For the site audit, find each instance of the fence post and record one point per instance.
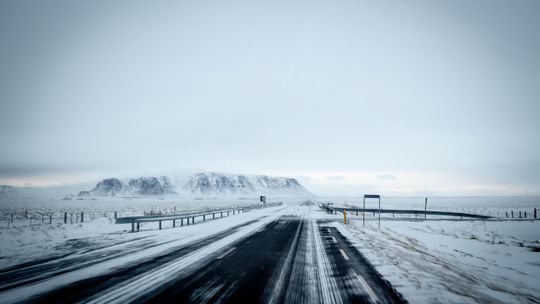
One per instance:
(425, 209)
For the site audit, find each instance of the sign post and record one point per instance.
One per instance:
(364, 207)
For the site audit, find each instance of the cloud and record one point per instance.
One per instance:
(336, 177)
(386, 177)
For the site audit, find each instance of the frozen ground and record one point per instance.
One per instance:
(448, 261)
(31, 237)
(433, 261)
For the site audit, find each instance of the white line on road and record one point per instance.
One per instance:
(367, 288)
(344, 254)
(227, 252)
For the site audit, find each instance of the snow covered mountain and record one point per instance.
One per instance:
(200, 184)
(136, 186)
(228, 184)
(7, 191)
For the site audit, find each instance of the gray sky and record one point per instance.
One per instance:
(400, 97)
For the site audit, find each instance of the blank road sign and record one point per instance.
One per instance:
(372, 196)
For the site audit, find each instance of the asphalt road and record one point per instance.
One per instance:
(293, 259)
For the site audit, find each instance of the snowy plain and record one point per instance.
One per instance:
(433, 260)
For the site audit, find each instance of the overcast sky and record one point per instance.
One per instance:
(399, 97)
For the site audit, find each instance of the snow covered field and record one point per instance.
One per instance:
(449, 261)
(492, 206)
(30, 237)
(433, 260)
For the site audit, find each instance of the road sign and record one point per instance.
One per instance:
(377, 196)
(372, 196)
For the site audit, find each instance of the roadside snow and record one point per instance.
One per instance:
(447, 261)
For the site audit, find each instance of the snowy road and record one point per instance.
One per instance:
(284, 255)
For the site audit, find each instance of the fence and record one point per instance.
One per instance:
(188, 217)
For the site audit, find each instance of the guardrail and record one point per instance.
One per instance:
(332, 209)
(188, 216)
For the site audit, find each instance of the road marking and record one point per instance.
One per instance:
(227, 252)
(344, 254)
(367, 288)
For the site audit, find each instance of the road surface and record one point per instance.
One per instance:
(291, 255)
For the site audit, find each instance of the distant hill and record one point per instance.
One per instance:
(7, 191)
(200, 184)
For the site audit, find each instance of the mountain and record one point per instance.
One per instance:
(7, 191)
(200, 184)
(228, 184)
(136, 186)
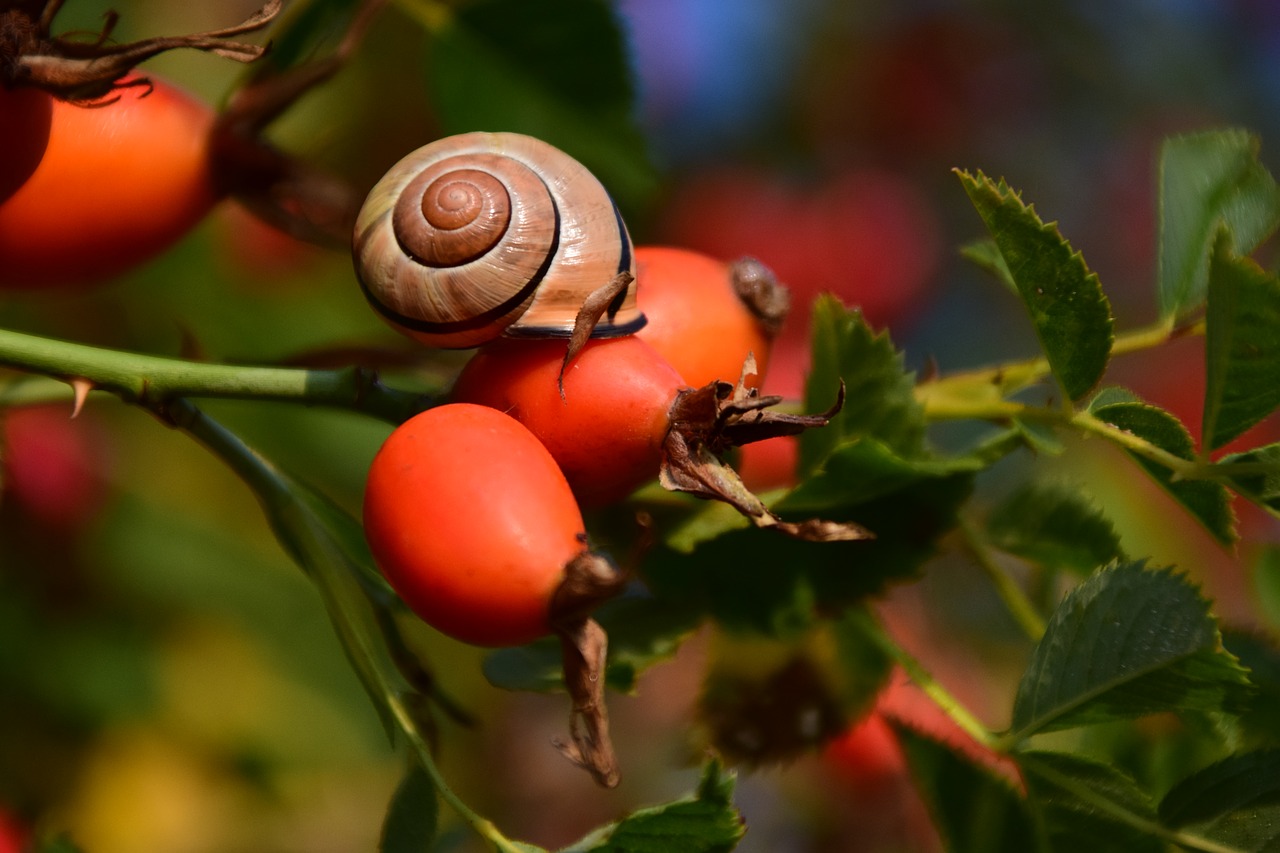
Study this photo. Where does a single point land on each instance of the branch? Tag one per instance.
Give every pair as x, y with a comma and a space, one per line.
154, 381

........

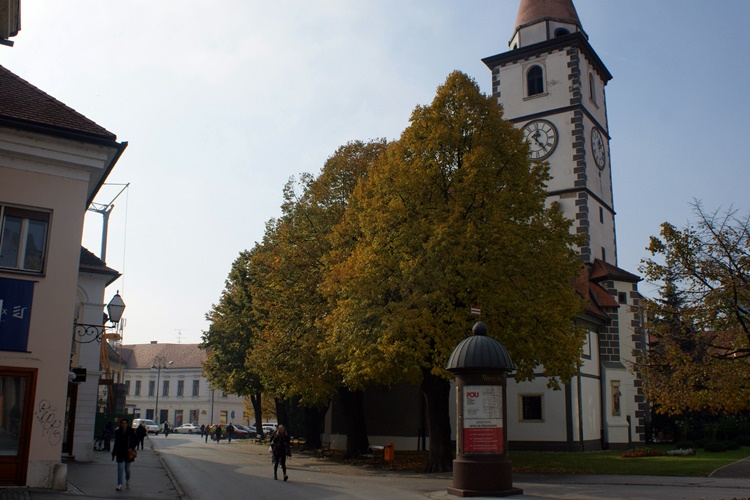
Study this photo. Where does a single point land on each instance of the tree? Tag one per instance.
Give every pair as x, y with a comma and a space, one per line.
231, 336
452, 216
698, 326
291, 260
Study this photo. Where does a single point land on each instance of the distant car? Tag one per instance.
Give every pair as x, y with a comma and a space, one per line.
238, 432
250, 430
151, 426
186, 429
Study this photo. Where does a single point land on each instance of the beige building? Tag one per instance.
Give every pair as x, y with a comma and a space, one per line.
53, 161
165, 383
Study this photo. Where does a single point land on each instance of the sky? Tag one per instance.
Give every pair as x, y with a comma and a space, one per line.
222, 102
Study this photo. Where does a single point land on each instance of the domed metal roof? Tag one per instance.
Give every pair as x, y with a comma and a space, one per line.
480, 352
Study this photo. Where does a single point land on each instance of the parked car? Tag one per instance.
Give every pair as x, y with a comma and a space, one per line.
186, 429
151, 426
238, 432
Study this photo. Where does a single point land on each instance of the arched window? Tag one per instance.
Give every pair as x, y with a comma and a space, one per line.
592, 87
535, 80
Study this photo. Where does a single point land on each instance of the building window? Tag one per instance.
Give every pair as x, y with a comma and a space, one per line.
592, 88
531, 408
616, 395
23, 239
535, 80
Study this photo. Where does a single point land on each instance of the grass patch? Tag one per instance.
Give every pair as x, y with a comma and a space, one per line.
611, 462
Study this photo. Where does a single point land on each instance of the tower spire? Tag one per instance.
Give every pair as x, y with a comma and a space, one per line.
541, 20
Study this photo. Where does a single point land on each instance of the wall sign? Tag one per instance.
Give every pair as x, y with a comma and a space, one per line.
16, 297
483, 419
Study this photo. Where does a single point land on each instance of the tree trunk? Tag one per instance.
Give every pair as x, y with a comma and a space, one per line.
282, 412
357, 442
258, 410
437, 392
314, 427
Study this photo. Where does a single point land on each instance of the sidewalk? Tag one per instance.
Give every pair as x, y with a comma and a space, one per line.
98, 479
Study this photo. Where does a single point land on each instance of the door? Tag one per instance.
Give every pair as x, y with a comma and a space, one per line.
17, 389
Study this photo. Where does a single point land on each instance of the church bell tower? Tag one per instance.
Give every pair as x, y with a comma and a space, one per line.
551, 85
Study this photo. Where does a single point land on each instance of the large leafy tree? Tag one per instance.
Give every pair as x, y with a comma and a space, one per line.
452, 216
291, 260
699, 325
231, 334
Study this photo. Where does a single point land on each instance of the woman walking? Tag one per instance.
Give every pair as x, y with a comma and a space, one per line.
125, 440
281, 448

........

■ **Exercise description**: Copy each line of the listing that contains the string "distant".

■ **Result**:
For the site audit, find each instance of the distant hill and record one point per instance.
Study this photo. Where does a single point land on each instance of the distant car? Tag one per instance.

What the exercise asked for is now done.